• **Enunciado 1**:
Responde estas preguntas sobre el texto acerca del barrio Ludueña:
(a) ¿Desde qué ciudad y país está fechado?
(b) ¿En qué mes y año llegó quien narra por primera vez al barrio?
(c) ¿Con qué apodo se nombra a Claudio Lepratti?
• **Enunciado 2**: Continúa el texto sobre el barrio Ludueña a partir de su última oración.

• **Texto citado**:
Desde la Ciudad Autónoma y Rebelde de Ludueña, Rosario, Argentina, últimos
días de febrero del año 2006.
I
El tiempo, hoy y aquí, en la plaza, da la impresión de haber caído en el favor
de la tregua. Historia y existencia en suspenso, el aliento interrumpido; voces
que asoman, licenciosas, con la cadencia de lo ineluctable. Vida absorta en la
contemplación de la memoria, pero a todas luces novedosa y explosiva. Fuera,
lejos, los habituales golpes rastreros y ominosos de un sistema del demonio que
aniquila y expulsa y despanzurra sin rodeos. Como suele hacerlo aquí, allá y en
todas partes.
Sin embargo, mucho ha cambiado en Ludueña desde aquella tarde de abril del año
2003, cuando la buena fortuna, acaso el feliz antojo de la providencia, me
condujo por primera vez a este barrio, a La Vagancia, al padre Edgardo Montaldo,
al continuo alumbramiento de Claudio Lepratti, el Pocho. A esta comarca, en fin,
habitada de hormigas afanosas.

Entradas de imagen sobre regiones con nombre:
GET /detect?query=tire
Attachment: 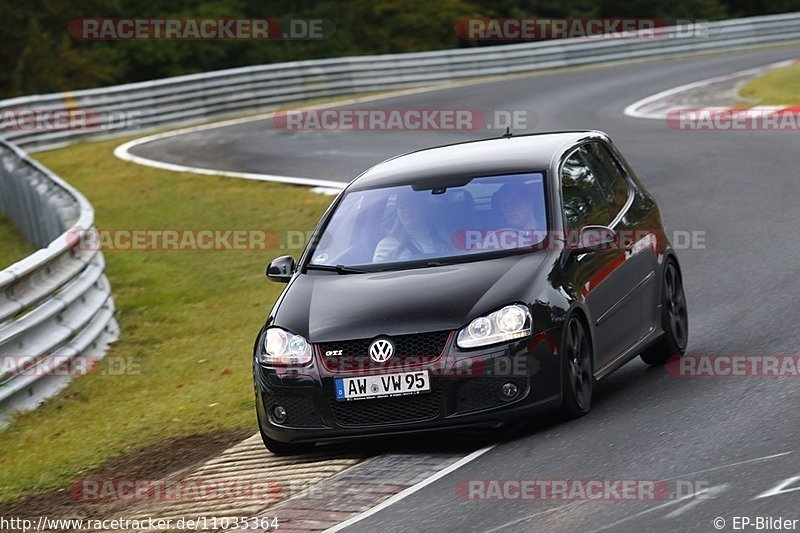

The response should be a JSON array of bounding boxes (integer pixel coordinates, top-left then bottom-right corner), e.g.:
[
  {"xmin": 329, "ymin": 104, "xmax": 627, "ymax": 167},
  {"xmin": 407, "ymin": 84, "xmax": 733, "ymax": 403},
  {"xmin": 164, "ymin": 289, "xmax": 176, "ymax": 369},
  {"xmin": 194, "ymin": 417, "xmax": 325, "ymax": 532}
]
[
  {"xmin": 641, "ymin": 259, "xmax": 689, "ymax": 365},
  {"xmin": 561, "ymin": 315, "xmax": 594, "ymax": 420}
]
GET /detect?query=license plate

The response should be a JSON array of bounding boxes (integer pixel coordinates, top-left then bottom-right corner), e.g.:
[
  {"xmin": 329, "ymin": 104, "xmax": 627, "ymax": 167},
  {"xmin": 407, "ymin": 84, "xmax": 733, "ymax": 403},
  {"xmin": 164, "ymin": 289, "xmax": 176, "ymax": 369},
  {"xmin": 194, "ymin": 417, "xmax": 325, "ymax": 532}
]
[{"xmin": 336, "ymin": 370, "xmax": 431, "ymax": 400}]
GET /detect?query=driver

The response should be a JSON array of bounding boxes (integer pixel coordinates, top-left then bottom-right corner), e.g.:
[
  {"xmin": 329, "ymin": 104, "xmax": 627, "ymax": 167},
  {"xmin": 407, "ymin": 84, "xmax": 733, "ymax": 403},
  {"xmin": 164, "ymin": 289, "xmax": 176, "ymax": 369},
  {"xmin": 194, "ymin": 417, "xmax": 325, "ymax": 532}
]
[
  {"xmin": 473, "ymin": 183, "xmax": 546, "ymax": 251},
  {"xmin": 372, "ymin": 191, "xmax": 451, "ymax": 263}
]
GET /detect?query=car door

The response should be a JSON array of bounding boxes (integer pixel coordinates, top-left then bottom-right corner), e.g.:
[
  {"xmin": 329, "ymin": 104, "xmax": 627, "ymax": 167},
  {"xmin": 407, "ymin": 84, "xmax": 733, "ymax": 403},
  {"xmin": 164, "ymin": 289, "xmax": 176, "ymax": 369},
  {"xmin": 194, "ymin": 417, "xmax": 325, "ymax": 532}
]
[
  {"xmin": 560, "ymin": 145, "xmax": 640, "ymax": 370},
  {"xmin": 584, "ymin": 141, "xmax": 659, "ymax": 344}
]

• **Respuesta 1**:
(a) Desde Rosario, Argentina.
(b) En abril del año 2003.
(c) El Pocho.

• **Respuesta 2**:
Emilio es licenciado en Ciencias de la Educación y la Flaca, su compañera,
terminó la secundaria; viven juntos y tienen una hija, Daniela, a poco de
cumplir ocho meses. Varón acaba de editar su primer CD, "Andemos", y en los
próximos días rendirá examen de ingreso en la Escuela de Música de la
Universidad Nacional de Rosario. Milton corta telas en una empresa textil, en el
tablado de la plaza oficia de maestro de ceremonias con raro garbo y también
recibió el diploma de bachiller. Manuel no abandonó su ácido sentido del humor,
pero se ha convertido en un hombre aplomado que ya no vagabundea por las noches.
Celeste ha hecho a un lado su proverbial timidez, y conversa y ríe y comparte
vida y departamento con Gustavo. Tiro Federal ha llegado a la primera división,
razón por la cual Lucas presume que Ludueña alcanzó la gloria. Salvador buscó
mejor fortuna en Corral de Bustos y ahora es un diseñador todo terreno.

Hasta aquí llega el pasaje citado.